= Kutipan =
SOLOPOS.COM - Ichwan Prasetyo (Dok/JIBI/Solopos)

Kolom Solopos, Senin (15/6/2015), ditulis wartawan Solopos Ichwan Prasetyo.

Solopos.com, SOLO — Paradoks bisa jadi masalah di kehidupan yang selalu diwarnai logika dan tingkah serbalinier. Paradoks bisa menjadi metode untuk menganalisis permasalahan atau fenomena yang kita hadapi sehingga menghasilkan solusi yang konkret dan jitu.

Promosi Jalur Mudik Pantura Jawa Makin Adem Berkat Trembesi

Zeno dari Elea (490 SM-430 SM) terkenal sebagai filsuf pemikiran eleatik Yunani. Ia terkenal karena argumen yang logis, ketat, dan berdaya menghancurkan yang digunakan untuk menunjukkan absurditas dan kontradiksi dari lawan-lawannya.

Zeno membicarakan empat paradoks terkait gerak, diam, waktu, dan ruang yang selama berabad-abad membingungkan para filsuf dan ahli matematika.

Empat paradoks Zeno berhasil dibikin terang benderang oleh para ahli matematika pada abad XVII. Bayangkan, berapa lama paradoks-paradoks itu membikin manusia kebingungan?

Salah satu paradoks yang saya sukai adalah ihwal pelari cepat bernama Archilles dan kura-kura. Archilles yang dikenal sebagai pelari cepat tak mungkin mengejar seekor kura-kura. Kita tahu kura-kura itu lamban sekali saat berjalan.

Archilles—menurut paradoks Zeno—takkan mungkin menyusul kura-kura yang telah berjalan mendahului pada jarak tertentu. Argumentasinya, saat Archilles mencapai titik awal perjalanan kura-kura, si kura-kura telah berjalan maju menempuh jarak tertentu.

Ketika Archilles mengejar sampai titik jangkauan kedua, kura-kura telah maju lagi. Demikian seterusnya hingga kura-kura itu selalu berada di depan Archilles. Pelari cepat ini tak akan dapat mengejar dan mendahului kura-kura karena urutan perhitungannya tidak berhingga dan tidak punya batas akhir.

Ini tentu bertentangan dengan pengalaman indrawi. Kesulitan yang muncul adalah pada keadaan ruang dan waktu yang dipandang dapat dibagi-bagi sampai tak berhingga. Ketakberhinggaan ini yang menjadi ”persoalan utama”.

Paradoks Zeno terselesaikan ketika ahli-ahli matematika menciptakan pengertian limit sampai yang tak terhingga. Penjelasan sederhana ihwal ini bisa Anda baca di buku ”sederhana” Filsafat Matematika karya Didi Haryono, terbitan Alfabeta, Bandung, 2014.

Suatu rangkaian bilangan yang sangat banyak hingga menjurus titik tertentu disebut proses konvergensi. Nah, berdasarkan konsep-konsep matematika yang baru ini semua paradoks yang dikemukakan Zeno menjadi bisa dipecahkan secara rasional (logis).

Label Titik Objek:
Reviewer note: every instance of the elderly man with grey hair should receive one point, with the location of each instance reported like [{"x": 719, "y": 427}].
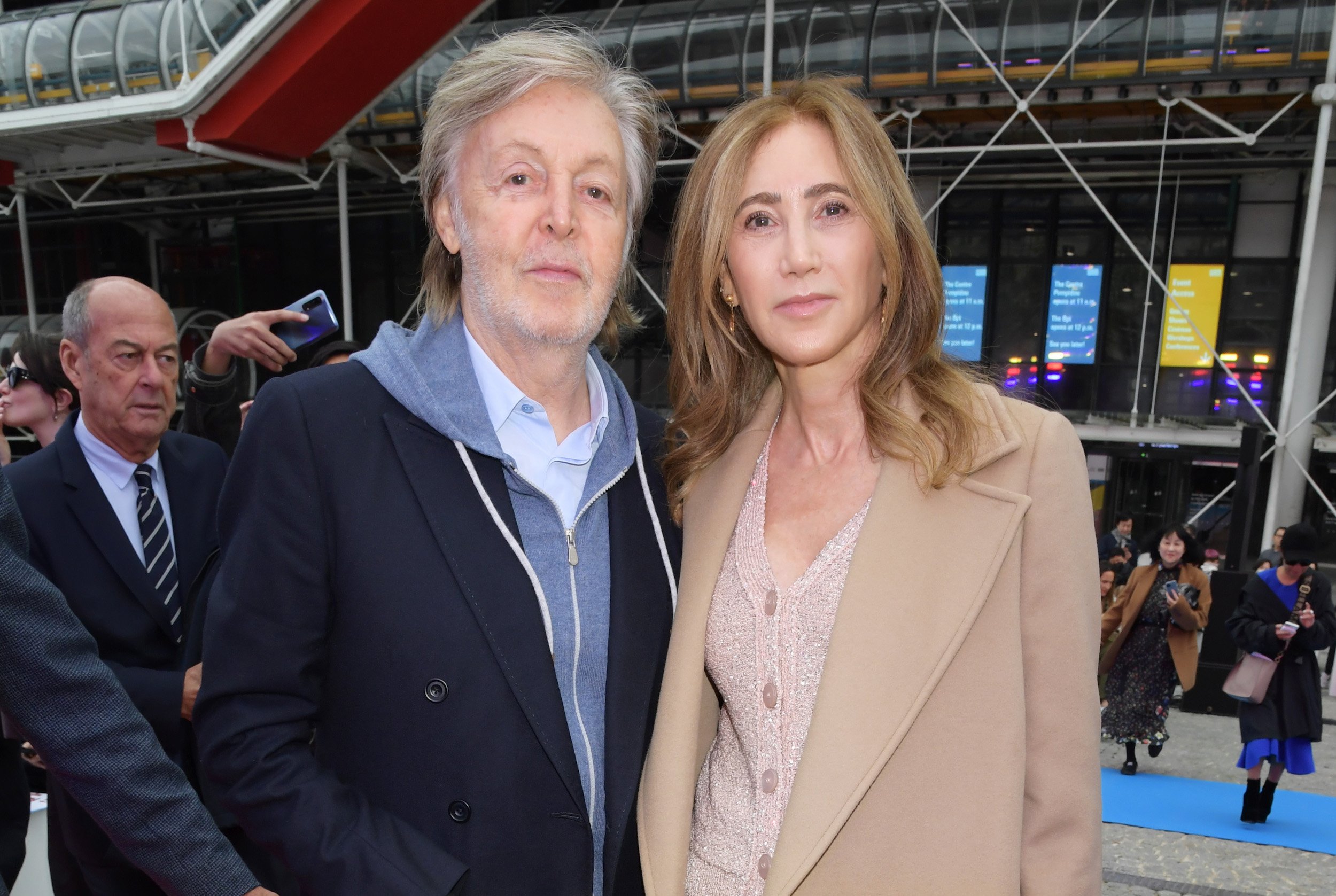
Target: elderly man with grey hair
[{"x": 448, "y": 571}]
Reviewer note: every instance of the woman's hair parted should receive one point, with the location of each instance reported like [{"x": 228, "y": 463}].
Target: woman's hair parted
[
  {"x": 498, "y": 74},
  {"x": 717, "y": 377}
]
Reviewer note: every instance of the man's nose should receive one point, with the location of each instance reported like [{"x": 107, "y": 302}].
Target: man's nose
[
  {"x": 559, "y": 218},
  {"x": 801, "y": 254}
]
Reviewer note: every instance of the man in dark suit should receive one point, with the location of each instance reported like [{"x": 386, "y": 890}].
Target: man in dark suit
[
  {"x": 91, "y": 736},
  {"x": 121, "y": 518},
  {"x": 448, "y": 573}
]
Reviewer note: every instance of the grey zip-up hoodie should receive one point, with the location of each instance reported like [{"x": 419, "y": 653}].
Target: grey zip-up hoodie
[{"x": 428, "y": 370}]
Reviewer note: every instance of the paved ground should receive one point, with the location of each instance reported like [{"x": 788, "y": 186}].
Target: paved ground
[{"x": 1156, "y": 863}]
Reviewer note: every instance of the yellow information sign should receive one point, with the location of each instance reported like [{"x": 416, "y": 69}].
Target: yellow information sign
[{"x": 1198, "y": 287}]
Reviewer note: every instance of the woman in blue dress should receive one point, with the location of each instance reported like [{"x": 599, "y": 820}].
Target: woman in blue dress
[{"x": 1283, "y": 728}]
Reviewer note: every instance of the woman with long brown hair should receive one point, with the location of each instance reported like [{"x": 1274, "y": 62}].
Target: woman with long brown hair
[{"x": 880, "y": 673}]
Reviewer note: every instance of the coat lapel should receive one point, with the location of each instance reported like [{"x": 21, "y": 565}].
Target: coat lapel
[
  {"x": 99, "y": 521},
  {"x": 904, "y": 613},
  {"x": 491, "y": 579},
  {"x": 640, "y": 619},
  {"x": 683, "y": 726}
]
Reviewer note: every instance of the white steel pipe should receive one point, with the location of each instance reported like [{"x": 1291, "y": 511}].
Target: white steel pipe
[
  {"x": 767, "y": 65},
  {"x": 345, "y": 262},
  {"x": 26, "y": 249}
]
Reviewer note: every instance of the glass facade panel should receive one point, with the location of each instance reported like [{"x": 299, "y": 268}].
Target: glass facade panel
[
  {"x": 94, "y": 62},
  {"x": 957, "y": 60},
  {"x": 198, "y": 51},
  {"x": 790, "y": 43},
  {"x": 1183, "y": 36},
  {"x": 902, "y": 44},
  {"x": 1259, "y": 35},
  {"x": 1316, "y": 34},
  {"x": 431, "y": 71},
  {"x": 1038, "y": 33},
  {"x": 715, "y": 51},
  {"x": 14, "y": 84},
  {"x": 223, "y": 19},
  {"x": 616, "y": 31},
  {"x": 1113, "y": 49},
  {"x": 49, "y": 59},
  {"x": 399, "y": 107},
  {"x": 137, "y": 47},
  {"x": 656, "y": 46},
  {"x": 837, "y": 41}
]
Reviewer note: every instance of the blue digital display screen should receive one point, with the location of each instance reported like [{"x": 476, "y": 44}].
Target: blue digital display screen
[
  {"x": 962, "y": 332},
  {"x": 1073, "y": 314}
]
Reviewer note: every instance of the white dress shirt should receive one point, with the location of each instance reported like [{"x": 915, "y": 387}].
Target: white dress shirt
[
  {"x": 116, "y": 477},
  {"x": 527, "y": 436}
]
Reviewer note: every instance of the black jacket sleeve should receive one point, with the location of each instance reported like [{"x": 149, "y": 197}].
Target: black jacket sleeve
[
  {"x": 66, "y": 702},
  {"x": 1248, "y": 625},
  {"x": 1323, "y": 635},
  {"x": 265, "y": 648},
  {"x": 213, "y": 404}
]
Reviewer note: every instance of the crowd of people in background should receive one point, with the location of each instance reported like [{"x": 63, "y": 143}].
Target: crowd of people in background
[{"x": 1152, "y": 619}]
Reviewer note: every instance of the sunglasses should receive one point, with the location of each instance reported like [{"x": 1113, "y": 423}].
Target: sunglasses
[{"x": 15, "y": 375}]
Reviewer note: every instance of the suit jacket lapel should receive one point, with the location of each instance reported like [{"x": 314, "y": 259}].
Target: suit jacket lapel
[
  {"x": 91, "y": 508},
  {"x": 674, "y": 761},
  {"x": 193, "y": 529},
  {"x": 901, "y": 620},
  {"x": 491, "y": 579}
]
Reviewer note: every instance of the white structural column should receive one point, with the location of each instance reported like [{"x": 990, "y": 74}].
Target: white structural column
[
  {"x": 1308, "y": 322},
  {"x": 1304, "y": 359},
  {"x": 26, "y": 249},
  {"x": 343, "y": 153}
]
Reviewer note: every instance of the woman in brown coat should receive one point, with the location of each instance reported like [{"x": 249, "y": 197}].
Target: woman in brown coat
[
  {"x": 1156, "y": 619},
  {"x": 878, "y": 679}
]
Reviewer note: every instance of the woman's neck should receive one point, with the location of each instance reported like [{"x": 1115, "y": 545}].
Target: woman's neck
[
  {"x": 46, "y": 431},
  {"x": 822, "y": 410},
  {"x": 822, "y": 404}
]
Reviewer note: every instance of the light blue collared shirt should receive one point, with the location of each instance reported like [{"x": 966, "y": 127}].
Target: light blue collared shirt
[
  {"x": 527, "y": 437},
  {"x": 116, "y": 477}
]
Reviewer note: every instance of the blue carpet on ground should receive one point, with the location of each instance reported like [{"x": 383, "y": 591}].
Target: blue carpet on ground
[{"x": 1211, "y": 809}]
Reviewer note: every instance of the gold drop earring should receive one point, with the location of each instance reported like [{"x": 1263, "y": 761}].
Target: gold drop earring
[{"x": 731, "y": 301}]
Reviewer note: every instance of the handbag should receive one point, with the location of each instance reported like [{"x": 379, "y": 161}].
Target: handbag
[{"x": 1251, "y": 676}]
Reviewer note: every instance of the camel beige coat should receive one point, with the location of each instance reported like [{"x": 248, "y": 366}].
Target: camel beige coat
[
  {"x": 1183, "y": 637},
  {"x": 954, "y": 744}
]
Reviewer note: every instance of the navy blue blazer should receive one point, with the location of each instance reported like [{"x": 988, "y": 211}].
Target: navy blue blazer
[
  {"x": 76, "y": 541},
  {"x": 381, "y": 708},
  {"x": 91, "y": 737}
]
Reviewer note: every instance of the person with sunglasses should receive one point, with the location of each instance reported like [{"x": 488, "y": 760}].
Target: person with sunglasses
[{"x": 35, "y": 393}]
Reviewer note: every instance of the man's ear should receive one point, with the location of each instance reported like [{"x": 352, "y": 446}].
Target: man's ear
[
  {"x": 70, "y": 356},
  {"x": 442, "y": 217}
]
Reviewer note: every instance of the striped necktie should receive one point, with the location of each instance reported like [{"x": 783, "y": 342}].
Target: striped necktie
[{"x": 159, "y": 557}]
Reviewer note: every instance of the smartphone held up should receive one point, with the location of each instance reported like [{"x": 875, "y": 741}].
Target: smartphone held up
[{"x": 320, "y": 321}]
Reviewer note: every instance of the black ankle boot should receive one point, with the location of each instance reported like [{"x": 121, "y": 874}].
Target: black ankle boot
[
  {"x": 1252, "y": 793},
  {"x": 1264, "y": 800}
]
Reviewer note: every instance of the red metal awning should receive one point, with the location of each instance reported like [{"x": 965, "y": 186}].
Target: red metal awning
[{"x": 325, "y": 70}]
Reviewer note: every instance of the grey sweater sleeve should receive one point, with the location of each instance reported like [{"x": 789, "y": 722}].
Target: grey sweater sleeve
[{"x": 94, "y": 740}]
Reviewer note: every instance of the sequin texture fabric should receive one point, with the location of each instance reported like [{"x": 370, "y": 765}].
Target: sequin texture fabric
[{"x": 765, "y": 652}]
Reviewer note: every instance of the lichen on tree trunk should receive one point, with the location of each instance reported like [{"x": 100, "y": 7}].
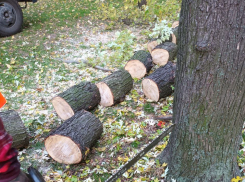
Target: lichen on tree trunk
[{"x": 209, "y": 95}]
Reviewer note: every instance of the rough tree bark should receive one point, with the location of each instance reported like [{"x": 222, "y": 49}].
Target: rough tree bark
[
  {"x": 16, "y": 128},
  {"x": 209, "y": 95}
]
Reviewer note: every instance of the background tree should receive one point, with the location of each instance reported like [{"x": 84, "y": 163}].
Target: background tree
[{"x": 209, "y": 104}]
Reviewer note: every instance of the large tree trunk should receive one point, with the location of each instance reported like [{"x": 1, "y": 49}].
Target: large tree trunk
[
  {"x": 15, "y": 127},
  {"x": 209, "y": 95}
]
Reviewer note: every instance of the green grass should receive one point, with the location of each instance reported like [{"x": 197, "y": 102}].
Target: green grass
[
  {"x": 23, "y": 54},
  {"x": 31, "y": 73}
]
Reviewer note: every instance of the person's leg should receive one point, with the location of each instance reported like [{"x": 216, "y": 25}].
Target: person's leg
[{"x": 9, "y": 164}]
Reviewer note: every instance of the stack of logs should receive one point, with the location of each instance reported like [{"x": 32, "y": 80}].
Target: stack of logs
[{"x": 71, "y": 142}]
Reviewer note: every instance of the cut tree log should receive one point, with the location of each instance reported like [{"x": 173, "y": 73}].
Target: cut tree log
[
  {"x": 114, "y": 87},
  {"x": 163, "y": 53},
  {"x": 84, "y": 95},
  {"x": 140, "y": 64},
  {"x": 174, "y": 35},
  {"x": 158, "y": 84},
  {"x": 152, "y": 44},
  {"x": 15, "y": 127},
  {"x": 71, "y": 141}
]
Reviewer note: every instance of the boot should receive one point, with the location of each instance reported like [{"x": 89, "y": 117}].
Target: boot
[{"x": 23, "y": 177}]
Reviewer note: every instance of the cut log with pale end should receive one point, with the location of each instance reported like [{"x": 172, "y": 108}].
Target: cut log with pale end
[
  {"x": 84, "y": 95},
  {"x": 114, "y": 87},
  {"x": 175, "y": 24},
  {"x": 152, "y": 44},
  {"x": 163, "y": 53},
  {"x": 174, "y": 35},
  {"x": 71, "y": 141},
  {"x": 140, "y": 64},
  {"x": 158, "y": 84},
  {"x": 15, "y": 127}
]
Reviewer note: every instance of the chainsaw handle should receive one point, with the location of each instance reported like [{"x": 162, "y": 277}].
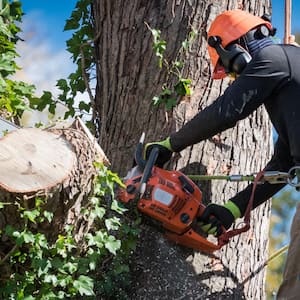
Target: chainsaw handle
[
  {"x": 138, "y": 155},
  {"x": 148, "y": 169}
]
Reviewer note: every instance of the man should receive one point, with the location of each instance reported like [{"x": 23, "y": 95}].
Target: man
[{"x": 240, "y": 45}]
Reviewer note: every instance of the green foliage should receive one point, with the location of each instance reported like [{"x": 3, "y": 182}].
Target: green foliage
[
  {"x": 283, "y": 205},
  {"x": 80, "y": 47},
  {"x": 14, "y": 96},
  {"x": 169, "y": 95},
  {"x": 65, "y": 268}
]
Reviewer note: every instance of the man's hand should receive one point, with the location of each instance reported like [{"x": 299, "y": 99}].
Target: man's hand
[
  {"x": 216, "y": 217},
  {"x": 164, "y": 154}
]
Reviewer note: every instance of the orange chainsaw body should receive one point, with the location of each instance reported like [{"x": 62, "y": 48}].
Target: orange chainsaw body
[{"x": 173, "y": 200}]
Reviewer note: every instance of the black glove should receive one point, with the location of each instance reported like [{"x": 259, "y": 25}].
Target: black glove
[
  {"x": 164, "y": 154},
  {"x": 215, "y": 217}
]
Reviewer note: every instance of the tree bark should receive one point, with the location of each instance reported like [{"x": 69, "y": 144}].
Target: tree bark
[{"x": 128, "y": 77}]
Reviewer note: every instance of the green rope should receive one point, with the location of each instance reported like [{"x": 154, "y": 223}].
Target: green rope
[
  {"x": 277, "y": 254},
  {"x": 223, "y": 177}
]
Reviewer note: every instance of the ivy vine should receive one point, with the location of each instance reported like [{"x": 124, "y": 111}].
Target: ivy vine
[
  {"x": 169, "y": 95},
  {"x": 35, "y": 267}
]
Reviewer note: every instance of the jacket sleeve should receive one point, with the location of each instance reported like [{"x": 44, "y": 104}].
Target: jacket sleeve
[
  {"x": 280, "y": 161},
  {"x": 264, "y": 75}
]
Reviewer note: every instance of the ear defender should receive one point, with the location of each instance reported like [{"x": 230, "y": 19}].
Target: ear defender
[{"x": 234, "y": 58}]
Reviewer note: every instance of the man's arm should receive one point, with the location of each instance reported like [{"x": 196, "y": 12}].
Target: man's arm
[{"x": 264, "y": 75}]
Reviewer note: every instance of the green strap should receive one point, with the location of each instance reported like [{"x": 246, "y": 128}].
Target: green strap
[{"x": 234, "y": 209}]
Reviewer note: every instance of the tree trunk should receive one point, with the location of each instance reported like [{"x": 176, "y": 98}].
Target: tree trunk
[{"x": 128, "y": 77}]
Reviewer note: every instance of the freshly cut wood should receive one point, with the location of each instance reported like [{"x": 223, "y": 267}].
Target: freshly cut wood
[
  {"x": 32, "y": 159},
  {"x": 56, "y": 164}
]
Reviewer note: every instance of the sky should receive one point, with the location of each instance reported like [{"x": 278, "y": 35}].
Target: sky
[{"x": 43, "y": 55}]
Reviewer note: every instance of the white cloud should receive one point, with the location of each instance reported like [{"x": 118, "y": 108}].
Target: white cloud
[{"x": 42, "y": 64}]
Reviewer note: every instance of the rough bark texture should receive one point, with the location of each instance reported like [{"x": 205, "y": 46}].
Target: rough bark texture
[{"x": 128, "y": 78}]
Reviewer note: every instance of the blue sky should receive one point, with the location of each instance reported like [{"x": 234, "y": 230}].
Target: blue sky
[
  {"x": 50, "y": 16},
  {"x": 43, "y": 55}
]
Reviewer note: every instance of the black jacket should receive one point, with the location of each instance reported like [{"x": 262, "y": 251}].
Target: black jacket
[{"x": 272, "y": 79}]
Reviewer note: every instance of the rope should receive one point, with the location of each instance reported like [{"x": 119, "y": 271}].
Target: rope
[{"x": 287, "y": 21}]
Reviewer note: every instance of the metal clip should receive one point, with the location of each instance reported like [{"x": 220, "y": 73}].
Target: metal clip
[
  {"x": 294, "y": 177},
  {"x": 275, "y": 177}
]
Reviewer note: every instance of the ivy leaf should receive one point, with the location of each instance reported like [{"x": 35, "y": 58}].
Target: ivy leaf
[
  {"x": 31, "y": 215},
  {"x": 84, "y": 106},
  {"x": 112, "y": 244},
  {"x": 171, "y": 102},
  {"x": 84, "y": 285},
  {"x": 182, "y": 88},
  {"x": 112, "y": 223},
  {"x": 116, "y": 206}
]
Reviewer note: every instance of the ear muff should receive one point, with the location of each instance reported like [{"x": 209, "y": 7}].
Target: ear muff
[
  {"x": 234, "y": 58},
  {"x": 258, "y": 33}
]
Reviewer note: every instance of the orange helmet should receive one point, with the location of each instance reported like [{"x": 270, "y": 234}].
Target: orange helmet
[{"x": 230, "y": 26}]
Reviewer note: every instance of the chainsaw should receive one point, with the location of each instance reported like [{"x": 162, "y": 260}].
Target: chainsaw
[{"x": 172, "y": 199}]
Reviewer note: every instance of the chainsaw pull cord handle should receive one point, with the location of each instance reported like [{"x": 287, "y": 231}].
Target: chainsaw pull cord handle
[
  {"x": 138, "y": 155},
  {"x": 226, "y": 236},
  {"x": 148, "y": 169}
]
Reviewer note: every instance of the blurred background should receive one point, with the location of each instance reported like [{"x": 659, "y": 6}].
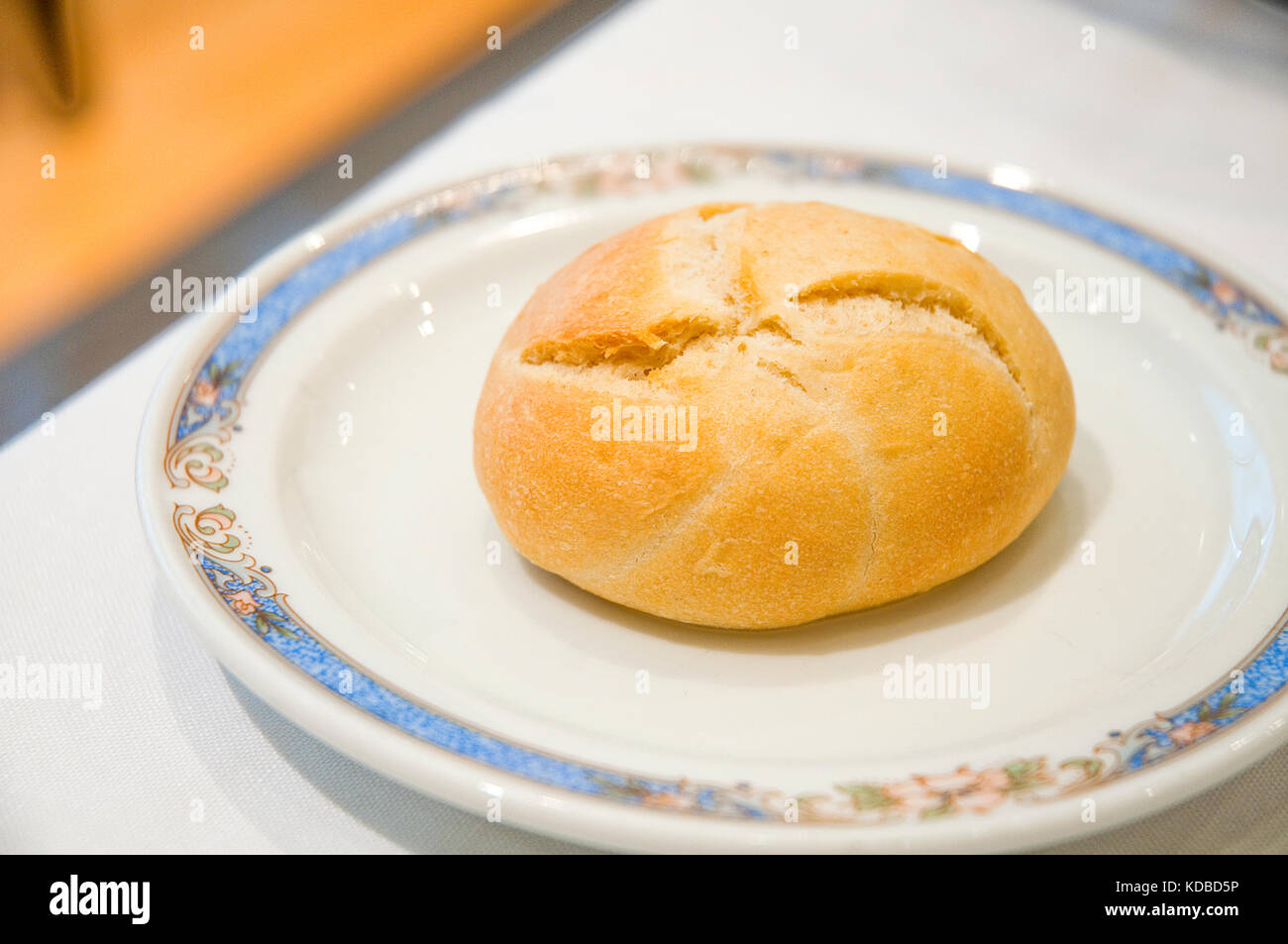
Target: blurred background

= Daftar Tugas =
a: Salin seluruh bagian kutipan tentang paradoks Zeno, mulai dari "Salah satu paradoks" sampai dengan "punya batas akhir.".
b: Lanjutkan kutipan tentang paradoks Zeno dari kalimat terakhir yang tercantum.
Catatan-catatan tersebut tidak memiliki kaitan dengan kutipan.

= Hasil Tiap Tugas =
a:
Salah satu paradoks yang saya sukai adalah ihwal pelari cepat bernama Archilles dan kura-kura. Archilles yang dikenal sebagai pelari cepat tak mungkin mengejar seekor kura-kura. Kita tahu kura-kura itu lamban sekali saat berjalan.

Archilles—menurut paradoks Zeno—takkan mungkin menyusul kura-kura yang telah berjalan mendahului pada jarak tertentu. Argumentasinya, saat Archilles mencapai titik awal perjalanan kura-kura, si kura-kura telah berjalan maju menempuh jarak tertentu.

Ketika Archilles mengejar sampai titik jangkauan kedua, kura-kura telah maju lagi. Demikian seterusnya hingga kura-kura itu selalu berada di depan Archilles. Pelari cepat ini tak akan dapat mengejar dan mendahului kura-kura karena urutan perhitungannya tidak berhingga dan tidak punya batas akhir.

b:
Melalui ilmu kalkulus para ahli matematika belajar menjumlahkan irisan-irisan kecil yang jumlahnya mendekati tak berhingga itu. Perjalanan kura-kura dan Archilles yang berlari masing-masing terbagi dalam irisan-irisan ruang dan waktu yang tak berhingga. Jumlah yang tak berhingga ini ketika diintegralkan ternyata jumlahnya terbatas (finite).

Deret konvergen atau proses konvergensi membantu menjelaskan yang ”tak masuk akal itu”. Untuk menganalisis masalah sehari-hari yang terbatas (finite) bisa menggunakan metode tak berhingga (infinite). Seiring kemajuan ilmu matematika, konsep ketakberhinggaan dalam berhingga (infinity in finity) sangat mudah dicerna jika kita mampu memahaminya. [Baca: KPK]

 

KPK
Kini kita resah karena Komisi Pemberantasan Korupsi (KPK) yang kita yakini bersama sebagai ”panglima besar” perang melawan korupsi sedang kelelahan, lemas, kehilangan banyak ”darah”.

Hari-hari ini kita menghadapi korupsi dan koruptor yang berlomba laksana dalam paradoks Zeno. Sebenarnya korupsi dan koruptor berjalan lambat, selangkah demi selangkah. Sementara KPK sebagai pengganti Archilles berlari cepat untuk mengejar koruptor dan memberantas korupsi.

Faktanya, KPK justru ”kalah”, kelelahan, lemas, kehilangan banyak darah. Sementara koruptor dan korupsi tetap melaju walau pelan-pelan, melaju dengan pasti. Apakah ini masuk akal?

Tentu hampir semua warga bangsa ini—kecuali koruptor dan kroni-kroninya—sepakat KPK tak seharusnya ”kalah” melawan koruptor dan korupsi. Dalam kerangka paradoks Zeno, aktivitas KPK yang demikian cepat, trengginas, dan tegas ternyata seperti pelari cepat Archilles yang mengejar kura-kura sebagai simbol korupsi dan koruptor.

KPK selalu bergerak cepat, trengginas, dan tegas, tapi nyatanya kalak telak saat koruptor dan kroni-kroninya melawan. Aktivitas KPK memberantas korupsi bisa diibaratkan irisan-irisan kecil gerak, waktu, dan ruang yang jumlahnya mendekati tak berhingga.

Pada saat bersamaan, korupsi dan koruptor juga melakukan gerakan dalam konteks waktu dan ruang yang juga bisa diibaratkan irisan-irisan kecil yang jumlahnya mendekati tak berhingga.

Ketika kita meyakini gerak KPK dan gerak koruptor/perkembangan korupsi sebagai ”kebenaran” paradoks Zeno, tentu KPK tak mungkin menang, dan belakangan ini kondisi KPK memang kalah telak.

Yang dibutuhkan sekarang adalah fungsi integral untuk membuat paradoks KPK dan koruptor itu berada dalam status ”berjumlah terbatas” (finite).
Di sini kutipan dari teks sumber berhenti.